AHİRET VE DÜNYA
SULTANIN RASÜLÜLLAHA HÜRMETİ
Sultan Abdülmecit Han , Peygamber efendimiz ‘in türbesini tamir ettirmişti. Mimarlar türbe kapısının üstüne sultanın adını taşıyan bir tuğra asmışlar . Padişah bunu duyunca çok üzülmüş ve şöyle demiş .
— Siz utanmaz mısınız ? Benim adımın Peygamber Efendimiz ‘in türbe kapısının üstünde ne işi var . hemen oradan söküp kapının dibine , ayak hizasına koyun . hemen öyle yapmışlar .
Abdülmecit Han Ravza-i Mutahhara için yaptırdığı şamdanlara adını yazdığı için kuyumcuyu azl etmiş ve kızarak : — Benim adımın orada işi ne , eğer yazacak idiysen günahkar Abdülmecit yazmalıydın..yazmalıydın..demişti
****
HZ MUHAMMED EN BÜYÜK İNSAN
Michel H.Hart tarafından yazılan , Galahad Books şirketince de yayınlanan
“ Tarih boyunca en etkili 100 adam “ isimli kitapta , ilk sırada Peygamber Efendimiz Hz Muhammed (sav)’ e yer verildi . Söz konusu kitabın yazarı Hart , kitabının takdim yazısında Peygamber Efendimizin birinci sıraya alınmasını izah ederken şöyle diyor :
— Bizim fikrimize göre Hz Muhammed , İslam dinini yaymakta Hz İsa’nın Hristiyanlık dinini yaymasından daha fazla başarılı olmuş , bir büyük zattır . Kitapta birinci sırayı alışı okuyucularımızı şaşırtabilir . Ancak , şurası hiç bir zaman unutulmamalıdır ki , Hz Muhammed tarih boyunca hem dini , hem de dünyevi konularda süper başarı kazanan tek insandır .

_Yapılacak görevler_
- a) Okuma metninin "AHİRET VE DÜNYA" ile başlayıp "şöyle demiş ." ile biten bölümünü aynen kopyalayın.
- b) Kayıtlarda "e.g. [(7, 214)]" ifadesini içeren satırla başlayıp "[(533, 308)]" ifadesini içeren satırla biten kısmı, "result" yerine "output" koyarak yeniden yazın. Diğer her şeyi değiştirmeden bırakın ve yalnızca bu satırları verin.

[Bir veri kümesinden alıntı]
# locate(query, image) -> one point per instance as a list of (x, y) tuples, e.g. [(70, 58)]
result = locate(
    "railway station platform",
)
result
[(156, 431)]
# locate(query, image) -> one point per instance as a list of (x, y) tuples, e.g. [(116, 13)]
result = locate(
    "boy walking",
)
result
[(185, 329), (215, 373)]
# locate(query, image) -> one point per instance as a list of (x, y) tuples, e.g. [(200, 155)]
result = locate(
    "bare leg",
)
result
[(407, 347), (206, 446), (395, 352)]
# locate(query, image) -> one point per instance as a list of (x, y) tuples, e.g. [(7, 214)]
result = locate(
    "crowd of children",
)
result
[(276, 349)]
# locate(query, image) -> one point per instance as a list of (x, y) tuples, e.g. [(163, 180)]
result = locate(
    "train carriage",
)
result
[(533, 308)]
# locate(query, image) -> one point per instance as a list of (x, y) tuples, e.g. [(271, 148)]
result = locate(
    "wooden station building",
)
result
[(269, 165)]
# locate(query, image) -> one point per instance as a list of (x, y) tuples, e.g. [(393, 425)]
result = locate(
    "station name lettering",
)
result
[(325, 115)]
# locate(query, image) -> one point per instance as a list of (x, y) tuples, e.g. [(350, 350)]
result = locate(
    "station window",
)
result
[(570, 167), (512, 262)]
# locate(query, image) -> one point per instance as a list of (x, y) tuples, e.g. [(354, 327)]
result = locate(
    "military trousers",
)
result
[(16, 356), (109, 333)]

_Çözümler_
- a)
AHİRET VE DÜNYA
SULTANIN RASÜLÜLLAHA HÜRMETİ
Sultan Abdülmecit Han , Peygamber efendimiz ‘in türbesini tamir ettirmişti. Mimarlar türbe kapısının üstüne sultanın adını taşıyan bir tuğra asmışlar . Padişah bunu duyunca çok üzülmüş ve şöyle demiş .

- b)
# locate(query, image) -> one point per instance as a list of (x, y) tuples, e.g. [(7, 214)]
output = locate(
    "crowd of children",
)
output
[(276, 349)]
# locate(query, image) -> one point per instance as a list of (x, y) tuples, e.g. [(163, 180)]
output = locate(
    "train carriage",
)
output
[(533, 308)]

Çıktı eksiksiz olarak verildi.